Prompt
Can you rewrite the part of the records that opens with the line containing "Target: white building" and closes at the end of the records, with "marker" swapped for "dot" and nothing else altered? Leave the pictures out.

Dataset records
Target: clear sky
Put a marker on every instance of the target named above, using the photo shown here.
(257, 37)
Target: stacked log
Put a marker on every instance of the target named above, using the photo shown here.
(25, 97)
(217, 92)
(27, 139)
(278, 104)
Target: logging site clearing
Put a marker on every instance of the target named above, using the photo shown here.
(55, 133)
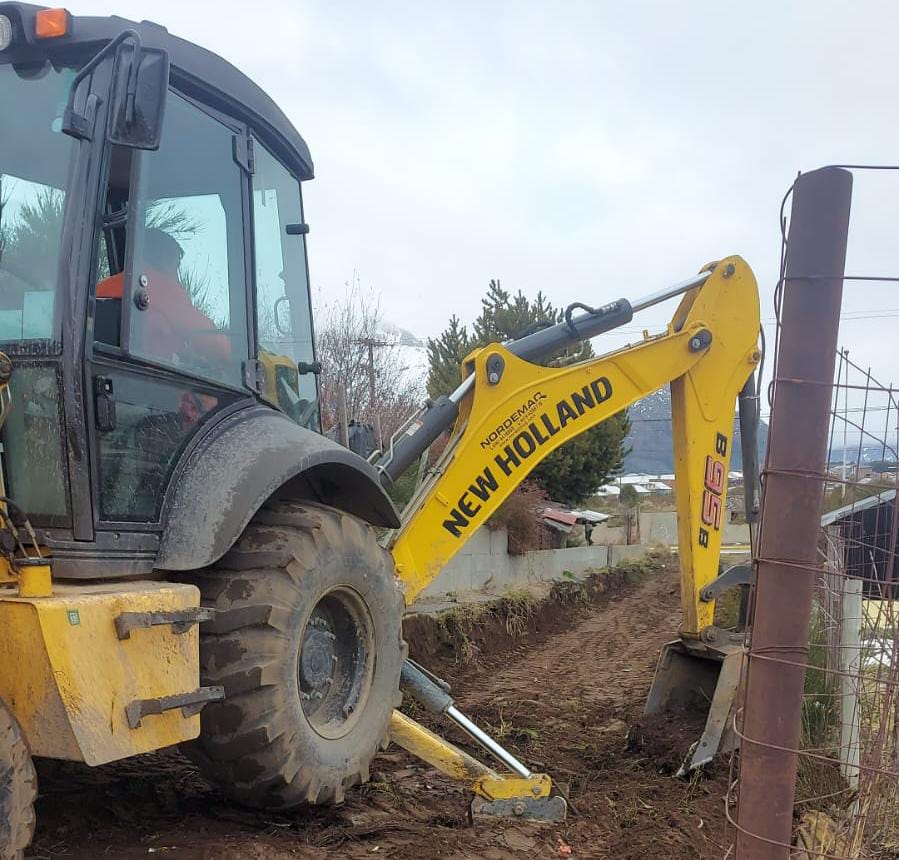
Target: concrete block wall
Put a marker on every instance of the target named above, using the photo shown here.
(485, 565)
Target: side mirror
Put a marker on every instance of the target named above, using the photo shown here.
(140, 85)
(138, 93)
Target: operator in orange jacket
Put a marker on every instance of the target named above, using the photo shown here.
(170, 328)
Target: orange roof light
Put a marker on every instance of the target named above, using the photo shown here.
(52, 23)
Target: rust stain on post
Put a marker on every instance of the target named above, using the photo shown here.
(791, 516)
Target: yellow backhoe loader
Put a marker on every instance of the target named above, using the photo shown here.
(184, 558)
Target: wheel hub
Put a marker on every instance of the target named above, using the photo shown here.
(336, 661)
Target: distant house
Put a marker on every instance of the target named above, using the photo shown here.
(860, 536)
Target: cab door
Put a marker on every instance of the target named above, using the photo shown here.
(285, 343)
(170, 313)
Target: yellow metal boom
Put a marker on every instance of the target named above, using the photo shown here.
(516, 413)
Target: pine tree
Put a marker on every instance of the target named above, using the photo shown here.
(573, 473)
(445, 355)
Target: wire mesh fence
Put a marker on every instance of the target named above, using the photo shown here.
(847, 758)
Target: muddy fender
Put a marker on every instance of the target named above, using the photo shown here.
(255, 455)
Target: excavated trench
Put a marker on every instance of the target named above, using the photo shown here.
(560, 681)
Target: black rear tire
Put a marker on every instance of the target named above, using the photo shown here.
(18, 788)
(307, 641)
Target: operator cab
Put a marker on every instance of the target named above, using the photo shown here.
(153, 275)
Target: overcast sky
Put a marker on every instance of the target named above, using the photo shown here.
(588, 149)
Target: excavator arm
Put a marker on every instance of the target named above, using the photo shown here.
(509, 414)
(516, 413)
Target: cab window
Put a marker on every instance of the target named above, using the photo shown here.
(283, 312)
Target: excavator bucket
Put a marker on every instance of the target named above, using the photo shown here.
(695, 676)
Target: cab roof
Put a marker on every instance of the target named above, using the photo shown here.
(194, 70)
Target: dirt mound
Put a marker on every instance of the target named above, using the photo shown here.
(562, 684)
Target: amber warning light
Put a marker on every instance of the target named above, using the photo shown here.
(52, 23)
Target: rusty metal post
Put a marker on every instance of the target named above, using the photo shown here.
(791, 514)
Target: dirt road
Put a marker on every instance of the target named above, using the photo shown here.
(563, 687)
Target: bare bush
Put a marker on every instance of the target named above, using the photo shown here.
(519, 515)
(344, 326)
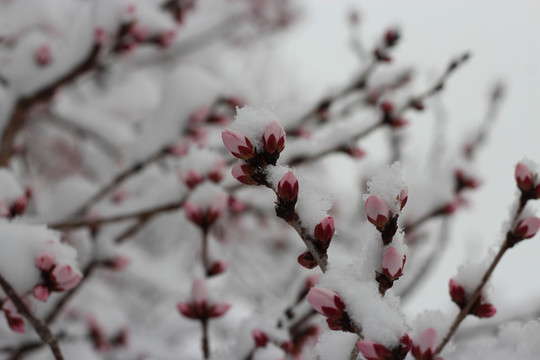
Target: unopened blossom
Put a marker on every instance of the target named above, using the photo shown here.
(372, 350)
(378, 211)
(392, 263)
(524, 177)
(200, 306)
(425, 347)
(288, 186)
(324, 231)
(274, 138)
(238, 144)
(527, 228)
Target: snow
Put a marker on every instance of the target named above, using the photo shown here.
(252, 121)
(20, 244)
(387, 185)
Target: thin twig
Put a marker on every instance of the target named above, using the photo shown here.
(42, 329)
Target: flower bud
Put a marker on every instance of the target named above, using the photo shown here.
(392, 263)
(43, 55)
(326, 302)
(524, 177)
(324, 231)
(484, 310)
(457, 293)
(218, 310)
(45, 262)
(307, 260)
(378, 211)
(425, 347)
(527, 228)
(288, 186)
(238, 144)
(404, 196)
(244, 173)
(259, 337)
(372, 350)
(274, 138)
(41, 292)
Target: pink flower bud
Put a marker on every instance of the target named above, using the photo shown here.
(166, 38)
(399, 122)
(324, 231)
(373, 350)
(259, 337)
(120, 195)
(218, 310)
(41, 292)
(199, 296)
(19, 205)
(216, 208)
(218, 267)
(378, 211)
(524, 177)
(139, 32)
(326, 302)
(274, 138)
(217, 171)
(45, 262)
(193, 213)
(119, 262)
(238, 144)
(312, 280)
(392, 263)
(244, 173)
(288, 186)
(457, 293)
(5, 211)
(100, 35)
(186, 309)
(43, 55)
(426, 345)
(527, 228)
(387, 107)
(484, 310)
(307, 260)
(391, 37)
(404, 196)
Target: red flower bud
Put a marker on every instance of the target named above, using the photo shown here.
(238, 144)
(324, 231)
(274, 138)
(378, 211)
(288, 186)
(524, 177)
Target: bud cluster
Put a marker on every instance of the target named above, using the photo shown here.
(54, 277)
(201, 307)
(480, 308)
(372, 350)
(101, 341)
(14, 318)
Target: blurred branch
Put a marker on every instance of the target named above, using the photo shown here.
(42, 329)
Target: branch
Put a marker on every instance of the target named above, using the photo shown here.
(42, 330)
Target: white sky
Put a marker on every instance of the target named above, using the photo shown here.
(503, 37)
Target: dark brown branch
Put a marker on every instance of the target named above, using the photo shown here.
(42, 329)
(21, 108)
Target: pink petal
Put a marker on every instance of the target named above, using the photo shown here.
(392, 263)
(377, 210)
(288, 186)
(219, 310)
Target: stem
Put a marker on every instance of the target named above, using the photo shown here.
(42, 329)
(205, 344)
(478, 291)
(204, 250)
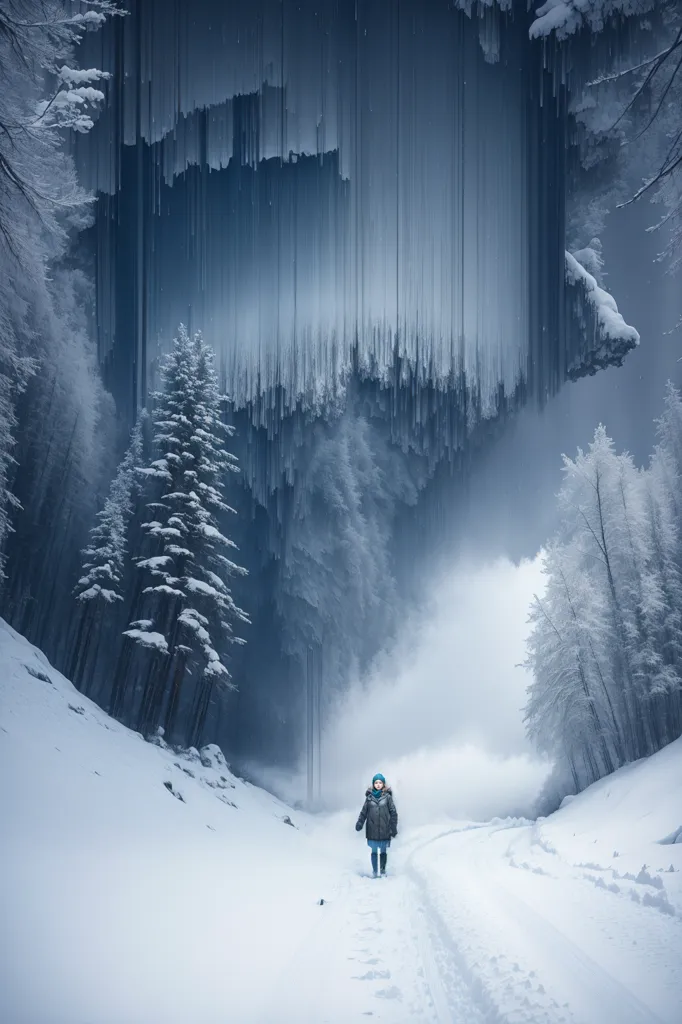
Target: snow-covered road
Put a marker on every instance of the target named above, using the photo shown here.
(146, 886)
(484, 924)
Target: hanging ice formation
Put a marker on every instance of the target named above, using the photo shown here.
(356, 190)
(315, 183)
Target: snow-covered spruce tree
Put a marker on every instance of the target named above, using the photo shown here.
(569, 713)
(101, 583)
(187, 610)
(605, 648)
(43, 334)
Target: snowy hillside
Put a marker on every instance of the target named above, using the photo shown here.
(139, 887)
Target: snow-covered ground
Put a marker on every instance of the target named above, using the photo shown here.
(140, 887)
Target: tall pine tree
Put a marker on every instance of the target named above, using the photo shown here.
(184, 612)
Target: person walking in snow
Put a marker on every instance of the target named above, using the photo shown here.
(381, 816)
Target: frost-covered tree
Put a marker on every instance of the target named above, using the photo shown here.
(631, 113)
(60, 415)
(605, 648)
(187, 607)
(102, 580)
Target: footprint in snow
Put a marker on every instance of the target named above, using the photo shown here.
(389, 993)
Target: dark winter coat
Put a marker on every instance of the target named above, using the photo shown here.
(380, 815)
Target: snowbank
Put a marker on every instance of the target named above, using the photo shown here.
(136, 886)
(577, 916)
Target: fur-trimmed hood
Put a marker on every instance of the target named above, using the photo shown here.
(386, 790)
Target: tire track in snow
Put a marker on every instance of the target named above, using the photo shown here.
(591, 988)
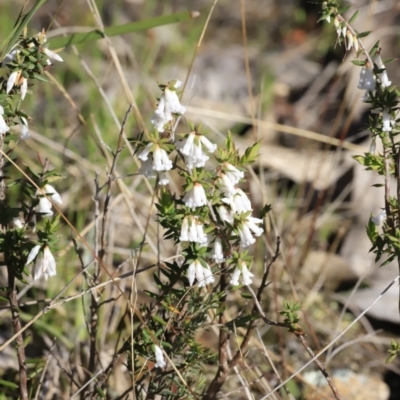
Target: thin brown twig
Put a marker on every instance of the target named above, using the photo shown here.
(19, 342)
(320, 367)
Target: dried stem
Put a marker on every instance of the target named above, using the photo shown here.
(320, 367)
(12, 297)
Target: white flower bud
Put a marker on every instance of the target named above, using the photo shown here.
(160, 363)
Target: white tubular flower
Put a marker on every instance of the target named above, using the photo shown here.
(44, 207)
(161, 115)
(208, 276)
(11, 56)
(51, 54)
(184, 237)
(200, 274)
(245, 229)
(367, 79)
(17, 223)
(16, 78)
(24, 129)
(163, 179)
(160, 363)
(44, 266)
(161, 162)
(238, 202)
(3, 126)
(192, 273)
(378, 219)
(225, 185)
(196, 197)
(24, 88)
(233, 173)
(32, 254)
(192, 230)
(144, 154)
(356, 44)
(383, 75)
(246, 275)
(201, 236)
(146, 168)
(12, 79)
(336, 22)
(225, 215)
(372, 146)
(235, 277)
(217, 253)
(350, 40)
(386, 120)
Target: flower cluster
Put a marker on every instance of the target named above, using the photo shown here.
(22, 68)
(213, 216)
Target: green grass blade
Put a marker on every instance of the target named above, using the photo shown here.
(19, 27)
(79, 38)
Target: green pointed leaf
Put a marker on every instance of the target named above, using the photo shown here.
(363, 34)
(358, 63)
(342, 10)
(22, 22)
(79, 38)
(353, 17)
(8, 384)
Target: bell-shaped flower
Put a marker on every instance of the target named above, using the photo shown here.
(45, 264)
(225, 215)
(208, 276)
(350, 41)
(203, 275)
(17, 79)
(383, 75)
(232, 173)
(163, 179)
(168, 105)
(192, 230)
(161, 161)
(387, 121)
(192, 148)
(24, 129)
(367, 78)
(51, 54)
(217, 253)
(195, 197)
(246, 228)
(239, 202)
(225, 185)
(160, 363)
(246, 275)
(3, 126)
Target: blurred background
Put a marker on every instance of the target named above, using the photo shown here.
(292, 88)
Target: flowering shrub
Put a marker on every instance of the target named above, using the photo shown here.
(208, 216)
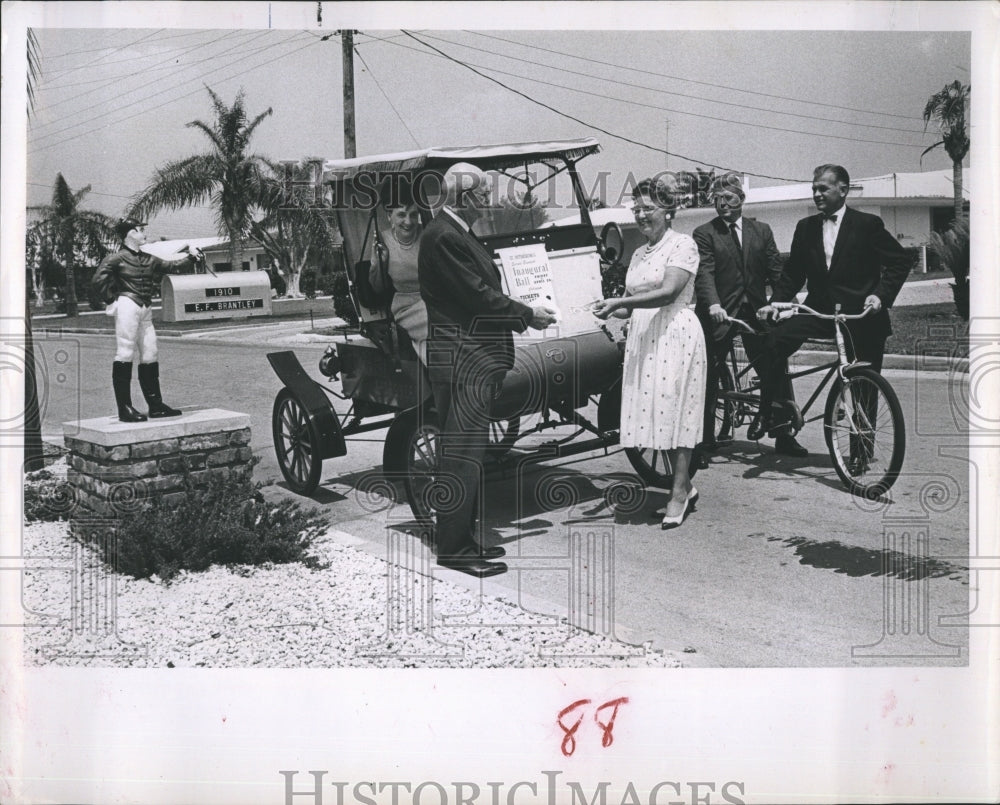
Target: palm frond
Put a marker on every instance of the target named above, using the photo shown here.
(177, 185)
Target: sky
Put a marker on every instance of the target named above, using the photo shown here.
(113, 103)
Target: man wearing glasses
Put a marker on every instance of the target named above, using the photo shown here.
(469, 350)
(738, 258)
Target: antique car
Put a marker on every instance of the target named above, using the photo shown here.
(565, 379)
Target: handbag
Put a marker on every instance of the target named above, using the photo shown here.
(377, 295)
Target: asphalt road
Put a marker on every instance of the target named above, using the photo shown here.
(779, 566)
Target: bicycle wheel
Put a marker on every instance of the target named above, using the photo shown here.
(865, 433)
(725, 408)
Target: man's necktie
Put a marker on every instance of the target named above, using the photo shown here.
(735, 233)
(829, 236)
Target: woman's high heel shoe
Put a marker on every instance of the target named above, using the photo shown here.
(673, 522)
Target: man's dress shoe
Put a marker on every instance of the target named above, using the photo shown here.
(758, 427)
(469, 561)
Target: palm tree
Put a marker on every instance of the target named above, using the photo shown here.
(34, 453)
(947, 109)
(66, 231)
(233, 180)
(299, 226)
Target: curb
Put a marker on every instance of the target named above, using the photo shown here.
(913, 363)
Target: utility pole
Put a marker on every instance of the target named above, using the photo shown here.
(347, 45)
(666, 144)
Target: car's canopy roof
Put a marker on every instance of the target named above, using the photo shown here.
(486, 157)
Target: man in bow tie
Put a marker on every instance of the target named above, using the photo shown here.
(845, 257)
(738, 259)
(469, 350)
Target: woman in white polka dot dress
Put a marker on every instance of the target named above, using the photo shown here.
(663, 382)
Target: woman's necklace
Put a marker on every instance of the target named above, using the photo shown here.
(404, 246)
(652, 247)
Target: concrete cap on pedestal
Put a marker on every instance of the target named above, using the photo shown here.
(109, 432)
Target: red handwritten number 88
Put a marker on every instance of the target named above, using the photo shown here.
(568, 745)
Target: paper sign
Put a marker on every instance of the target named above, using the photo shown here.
(527, 275)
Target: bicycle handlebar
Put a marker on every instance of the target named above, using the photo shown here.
(798, 307)
(730, 320)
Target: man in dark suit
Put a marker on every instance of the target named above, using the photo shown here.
(469, 350)
(846, 257)
(738, 258)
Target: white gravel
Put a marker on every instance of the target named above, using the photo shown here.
(283, 616)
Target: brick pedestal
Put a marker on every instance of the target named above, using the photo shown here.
(114, 467)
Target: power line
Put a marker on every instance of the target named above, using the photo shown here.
(692, 80)
(696, 114)
(388, 100)
(95, 50)
(165, 103)
(591, 125)
(169, 61)
(619, 82)
(109, 82)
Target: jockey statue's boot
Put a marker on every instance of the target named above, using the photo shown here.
(121, 380)
(149, 382)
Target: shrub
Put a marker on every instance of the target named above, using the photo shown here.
(46, 497)
(953, 252)
(307, 283)
(228, 522)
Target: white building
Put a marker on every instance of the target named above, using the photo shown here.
(912, 205)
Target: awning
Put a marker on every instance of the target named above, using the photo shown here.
(487, 157)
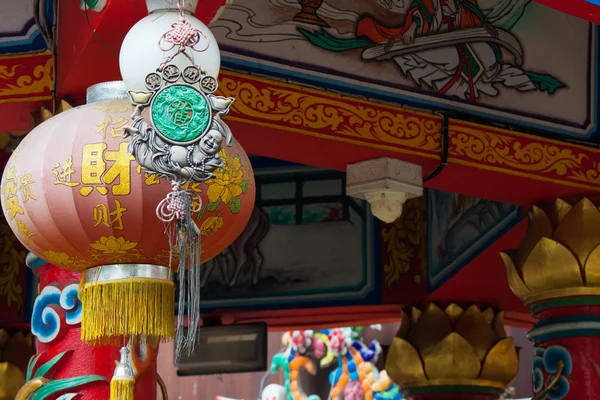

Final answer
Target: white building
Put a dot on every instance of the target named above, using the photo shown here.
(912, 205)
Target: awning
Put a dot on every instance of the target named above, using the photo shown here.
(487, 157)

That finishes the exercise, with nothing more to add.